One of the biggest myths about investing is "diversification." The problem is most people don’t really understand what diversification means. Diversification, in its truest definition, means to spread your assets among different investments. But what most people end up doing, is over-diversifying. Meaning, that people invest in too many assets in one class and neglect having assets spread among other diversified classes themselves.


I always say: concentrate within asset classes but diversify among asset classes.

That means if you are going to invest in real estate, you should have one type of real estate asset, for example, single-family homes. And that way you can become more of an expert in that particular market and understand the nuances of it compared to other assets within the class, such as strip malls, vacant land, industrial, etc.


Likewise, most people invest in the stock market by using exchange-traded funds, or ETFs. When you use ETFs as your investment strategy, you are likely over-diversifying, especially if you have two or three ETFs, or mutual funds which are essentially the same thing, with higher expenses and more active management.


For example, if you have a mutual fund of large-cap stocks, an ETF of the S&P 500 stocks, and two or three different bond funds, you are probably over-diversified in many of those classes.


One of my mentors, William O’Neill, who I think is the second greatest trader of all time, says that you should only be in a few different stocks maybe one or two if your portfolio is less than $500,000. From $500,000-$1 million you should maybe have three or four stocks and from 1,000,000 to 5,000,000 maybe four or five stocks maximum. Think about that


It actually makes sense because now you have the ability to stay abreast of a few companies, and you don’t have to worry about the day-to-day goings-on of the stock of dozens or hundreds of different companies - or even one ETF that takes all of the companies, the good and the bad, and makes one average or less than average return.

◆ **Given data**:
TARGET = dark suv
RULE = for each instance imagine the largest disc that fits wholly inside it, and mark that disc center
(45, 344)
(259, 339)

◆ **What to do**: Condense the paragraph in the diversification text above that begins "One of my mentors, William O’Neill" into a short bulleted list, keeping its main facts.

◆ **Written response**:
- William O’Neill, a mentor whom the writer calls the second greatest trader of all time, advises holding only a few stocks.
- Portfolio under $500,000: one or two stocks.
- $500,000 to $1 million: three or four stocks.
- $1 million to $5 million: four or five stocks at most.